● Assignment:
The expected result is every entry, retyped character for character.

+++ Materials provided

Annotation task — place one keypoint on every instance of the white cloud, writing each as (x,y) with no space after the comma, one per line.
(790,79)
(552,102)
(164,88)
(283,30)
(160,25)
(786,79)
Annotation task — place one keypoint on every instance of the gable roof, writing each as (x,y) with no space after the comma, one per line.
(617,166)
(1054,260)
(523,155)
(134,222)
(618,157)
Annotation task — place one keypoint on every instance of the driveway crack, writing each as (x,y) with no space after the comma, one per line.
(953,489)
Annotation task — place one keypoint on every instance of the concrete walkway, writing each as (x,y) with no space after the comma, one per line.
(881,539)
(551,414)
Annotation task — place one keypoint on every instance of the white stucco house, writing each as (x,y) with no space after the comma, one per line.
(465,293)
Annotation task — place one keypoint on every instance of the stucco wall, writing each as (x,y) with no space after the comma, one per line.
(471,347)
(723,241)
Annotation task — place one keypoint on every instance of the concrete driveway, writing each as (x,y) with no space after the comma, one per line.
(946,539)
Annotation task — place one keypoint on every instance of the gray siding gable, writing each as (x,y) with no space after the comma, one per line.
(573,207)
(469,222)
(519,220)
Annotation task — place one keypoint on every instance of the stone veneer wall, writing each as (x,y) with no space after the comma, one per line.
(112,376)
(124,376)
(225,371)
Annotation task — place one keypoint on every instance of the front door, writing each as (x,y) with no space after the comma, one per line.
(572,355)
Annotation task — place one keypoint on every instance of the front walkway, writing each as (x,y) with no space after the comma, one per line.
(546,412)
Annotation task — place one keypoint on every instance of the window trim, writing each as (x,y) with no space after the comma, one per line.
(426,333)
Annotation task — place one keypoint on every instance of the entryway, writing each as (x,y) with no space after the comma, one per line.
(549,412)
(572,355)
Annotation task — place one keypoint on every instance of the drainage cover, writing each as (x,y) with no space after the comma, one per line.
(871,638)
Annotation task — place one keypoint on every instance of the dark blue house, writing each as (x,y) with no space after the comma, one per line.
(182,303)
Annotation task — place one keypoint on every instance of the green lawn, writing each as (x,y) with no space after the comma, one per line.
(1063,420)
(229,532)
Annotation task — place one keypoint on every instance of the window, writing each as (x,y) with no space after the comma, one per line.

++++++

● Answer area:
Annotation task — place one keypoint on every instance of the white cloud, writing each as (x,y) with no space after the comma, one per line.
(790,79)
(552,102)
(164,88)
(283,30)
(160,25)
(786,79)
Annotation task — place one keypoint on every instance of the gable roof, writing each as (x,y) with no space after the comma, one per line.
(617,166)
(1054,260)
(523,155)
(134,222)
(618,157)
Annotation task — place one keypoint on every instance of the driveway crack, writing each as (x,y) with no space after the comma, one per line.
(953,489)
Annotation task — place one keypoint on every instance of the concrete walkway, writing each as (x,y) with no space after the comma, one per line.
(881,539)
(551,414)
Annotation task — place one keypoint on every instance of the white stucco house, writing each as (x,y) with no space after the comma, one per line.
(465,293)
Annotation task — place one keypoint on every instance of the stucco wall, writing each as (x,y) with no space after the comma, one per line.
(471,347)
(723,241)
Annotation task — place one keypoint on every instance of the concrete driveway, writing each as (x,y) with no space after the comma, one per line.
(946,539)
Annotation task — place one keypoint on every instance of the gray siding gable, writing each as (x,y) with no space after the comma, one per line.
(573,207)
(469,222)
(519,220)
Annotation task — place one keypoint on every instance of the stone veneer wall, writing each as (x,y) with no space after the comma, one per line.
(112,376)
(124,376)
(225,371)
Annotation task — place one keypoint on every instance of the front door, writing each as (x,y) with no space after the comma, one per line.
(572,355)
Annotation task — place one keypoint on every instance of the front walkway, writing each as (x,y) with no space after the comma, one per line.
(546,412)
Annotation task — place one keypoint on every instance of the window trim, writing each as (x,y) with no space after the comma, one per line.
(426,333)
Annotation task — place one keypoint on every instance of the entryway, writing each as (x,y) with no space after the comma, one per line.
(549,412)
(572,355)
Annotation task — place one keypoint on every instance of the drainage cover, writing each as (x,y) with no space after the comma, one per line.
(871,638)
Annotation task — place one keypoint on every instance of the dark blue house, writing each as (x,y) with no space after the comma, one per line.
(182,303)
Annotation task — place one keypoint on every instance of the green lawn, writing each as (x,y) with no space after the comma, one per line.
(1063,420)
(229,532)
Annotation task — place one keypoint on every instance of the window, writing each as (x,y) with no space after the comma, one per line.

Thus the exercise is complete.